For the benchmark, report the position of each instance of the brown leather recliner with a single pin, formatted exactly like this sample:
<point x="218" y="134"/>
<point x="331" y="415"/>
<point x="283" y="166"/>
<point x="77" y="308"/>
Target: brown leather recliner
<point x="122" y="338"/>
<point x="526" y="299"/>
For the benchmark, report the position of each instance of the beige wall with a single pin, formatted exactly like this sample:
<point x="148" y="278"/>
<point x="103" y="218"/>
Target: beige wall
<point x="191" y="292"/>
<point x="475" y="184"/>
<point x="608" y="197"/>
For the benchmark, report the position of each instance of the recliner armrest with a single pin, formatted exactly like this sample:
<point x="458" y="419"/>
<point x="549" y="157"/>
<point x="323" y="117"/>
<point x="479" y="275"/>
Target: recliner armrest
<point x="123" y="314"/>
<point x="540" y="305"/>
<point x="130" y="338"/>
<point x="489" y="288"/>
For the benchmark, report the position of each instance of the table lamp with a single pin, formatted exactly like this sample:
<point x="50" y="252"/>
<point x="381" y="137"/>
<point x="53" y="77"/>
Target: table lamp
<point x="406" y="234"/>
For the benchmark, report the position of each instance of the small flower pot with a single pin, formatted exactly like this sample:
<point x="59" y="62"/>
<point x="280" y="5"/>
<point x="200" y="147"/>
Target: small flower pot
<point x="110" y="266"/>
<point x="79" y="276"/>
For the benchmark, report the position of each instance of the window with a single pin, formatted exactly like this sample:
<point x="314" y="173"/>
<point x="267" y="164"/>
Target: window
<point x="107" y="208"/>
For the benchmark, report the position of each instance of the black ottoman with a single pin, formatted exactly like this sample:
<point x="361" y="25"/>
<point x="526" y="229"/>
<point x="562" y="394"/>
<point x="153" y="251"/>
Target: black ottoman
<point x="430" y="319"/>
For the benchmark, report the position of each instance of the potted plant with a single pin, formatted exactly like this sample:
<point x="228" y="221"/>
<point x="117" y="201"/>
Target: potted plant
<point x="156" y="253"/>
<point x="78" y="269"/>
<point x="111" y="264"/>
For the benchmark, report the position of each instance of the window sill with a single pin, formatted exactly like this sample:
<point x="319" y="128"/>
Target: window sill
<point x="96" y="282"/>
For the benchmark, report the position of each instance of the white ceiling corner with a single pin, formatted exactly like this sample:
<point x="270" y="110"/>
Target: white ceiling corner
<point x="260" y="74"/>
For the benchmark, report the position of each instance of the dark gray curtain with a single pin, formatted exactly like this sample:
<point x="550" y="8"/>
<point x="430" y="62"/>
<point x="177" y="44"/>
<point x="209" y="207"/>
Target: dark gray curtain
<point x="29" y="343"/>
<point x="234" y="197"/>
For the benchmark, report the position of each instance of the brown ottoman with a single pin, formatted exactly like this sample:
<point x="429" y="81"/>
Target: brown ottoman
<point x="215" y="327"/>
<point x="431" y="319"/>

┄┄┄┄┄┄┄┄┄┄┄┄┄┄┄┄┄┄┄┄

Convert the lines of the records above into a Markdown table with the columns Row and Line text, starting with the line containing "the brown ottoman" and running through the end of the records, skipping blank lines. Number the rows in order and include only those lines.

▶ [Result]:
| Row | Line text |
|---|---|
| 1 | For the benchmark, report the position of each instance of the brown ottoman with a single pin, formatted exactly like this sample: |
| 2 | <point x="429" y="81"/> |
| 3 | Target: brown ottoman |
| 4 | <point x="215" y="327"/> |
| 5 | <point x="431" y="319"/> |